*DOCUMENT EXCERPT*
---*---

There are many things i need to boot windows. A browser who displays all sites they should bedisplayed so i can use them correctly. (haiku forum). Grafic apps who makes it possible to reduce colors of an image to a minimum. Office, video editing, music editing, gaming, mass of documentations…

I not really have any need to boot haiku. Only to make tutorials for haiku and scripting in yab. Only my hobbies now.

I have Haiku running on my secondary PC on my desk. For light web browsing, SSHing into hosts and email it’s fine.

If ever I need to do something a little more 'complex" I’ll use rdesktop or VNC client to log into another machine.

All Haiku needs is a decent (ish) office suite, which I’m hoping will come along with the QT5 port that’s being worked on by @3dEyes, and I won’t need to remote into my Windows machine ever again!

(I tried Linux several times, KDE, Gnome, etc, but it’s still nowhere near complete!)

I am planning on using Haiku for software development. I always found it a cute OS and I’d like to find some machine to run it natively on (I am now but I’d like to get a dedicated machine for it).

I like the distraction-free approach of the design of the desktop environment.

---*---

*STATED GOAL 1*
In the forum posts about Haiku, turn the paragraph beginning "There are many things i need to boot windows" into a short list that keeps its main points.
*STATED GOAL 2*
Using the forum posts about Haiku, answer the questions below.
(a) What does the poster with Haiku on a secondary PC use it for?
(b) Which port might bring the office suite Haiku needs, and who is working on it?
(c) For what kind of work does one poster plan to use Haiku?
*STATED GOAL 3*
Write a continuation of the forum posts about Haiku, starting after the last post.

*GIVEN ENTRIES*

---*---

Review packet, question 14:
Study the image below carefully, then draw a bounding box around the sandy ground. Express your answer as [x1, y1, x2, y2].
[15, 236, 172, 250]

---*---

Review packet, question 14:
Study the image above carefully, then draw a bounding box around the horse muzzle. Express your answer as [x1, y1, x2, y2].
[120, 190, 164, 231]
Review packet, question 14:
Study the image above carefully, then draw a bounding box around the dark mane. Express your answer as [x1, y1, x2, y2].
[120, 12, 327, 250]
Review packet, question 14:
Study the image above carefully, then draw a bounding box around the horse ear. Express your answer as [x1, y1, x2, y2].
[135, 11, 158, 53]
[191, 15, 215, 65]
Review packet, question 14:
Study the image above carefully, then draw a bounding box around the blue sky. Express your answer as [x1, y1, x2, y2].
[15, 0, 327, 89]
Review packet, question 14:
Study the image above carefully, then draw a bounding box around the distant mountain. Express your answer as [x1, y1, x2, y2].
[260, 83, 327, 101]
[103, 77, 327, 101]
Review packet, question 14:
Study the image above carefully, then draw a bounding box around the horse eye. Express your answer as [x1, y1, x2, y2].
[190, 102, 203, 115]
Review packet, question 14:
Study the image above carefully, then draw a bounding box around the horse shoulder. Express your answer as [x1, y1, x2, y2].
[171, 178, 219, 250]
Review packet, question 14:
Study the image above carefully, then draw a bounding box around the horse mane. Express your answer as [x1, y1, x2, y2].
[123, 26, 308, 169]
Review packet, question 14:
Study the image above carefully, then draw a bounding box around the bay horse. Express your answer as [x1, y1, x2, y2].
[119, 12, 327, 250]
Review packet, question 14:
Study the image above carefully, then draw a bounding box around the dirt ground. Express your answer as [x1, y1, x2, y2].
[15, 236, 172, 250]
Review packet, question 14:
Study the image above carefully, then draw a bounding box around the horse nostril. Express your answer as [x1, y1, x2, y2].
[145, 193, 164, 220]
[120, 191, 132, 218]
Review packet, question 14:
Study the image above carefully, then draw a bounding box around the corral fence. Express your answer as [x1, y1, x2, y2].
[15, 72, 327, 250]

---*---

*EXERCISE OUTPUT 1*
Reasons to boot Windows:
- a browser that displays all sites correctly, including the Haiku forum
- graphics apps that can reduce an image's colors to a minimum
- office work
- video editing
- music editing
- gaming
- large amounts of documentation

*EXERCISE OUTPUT 2*
(a) Light web browsing, SSHing into hosts, and email.
(b) The QT5 port, which @3dEyes is working on.
(c) Software development.

*EXERCISE OUTPUT 3*
[quote=“diskette, post:13, topic:5656, full:true”]
…I’d like to find some machine to run it natively on (I am now but I’d like to get a dedicated machine for it).[/quote]

Take a look here:

http://www.besly.de/menu/search/archiv/artikel/chaotic_hardwaretests.html
http://www.besly.de/menu/search/archiv/misc/haiku-hardware_compatibility_list.html

This is right, but not a part of the Haiku team itself. This is a work by 3rd party programmers. I hope so long to get a working office suit in Haiku.

QT5 works perfectly already. I have several apps in my repo that require it. 3deyes is working on making it look more Haiku-ish, I believe.

That I didn’t know! Thank you!

Do you know if QT Creator works fine in Haiku? I’d say one of the main disadvantages of the OS right now is the lack of an IDE with an integrated debugger.

It launches, but I am not a QT developer, so I don’t know how well it runs.

Hm, that’s a start; where can I get it from?

Hello. Just need to install the Qt5 (development files) package from HaikuDepot. After that, you will se a Qt sub-folder in the Applications menu.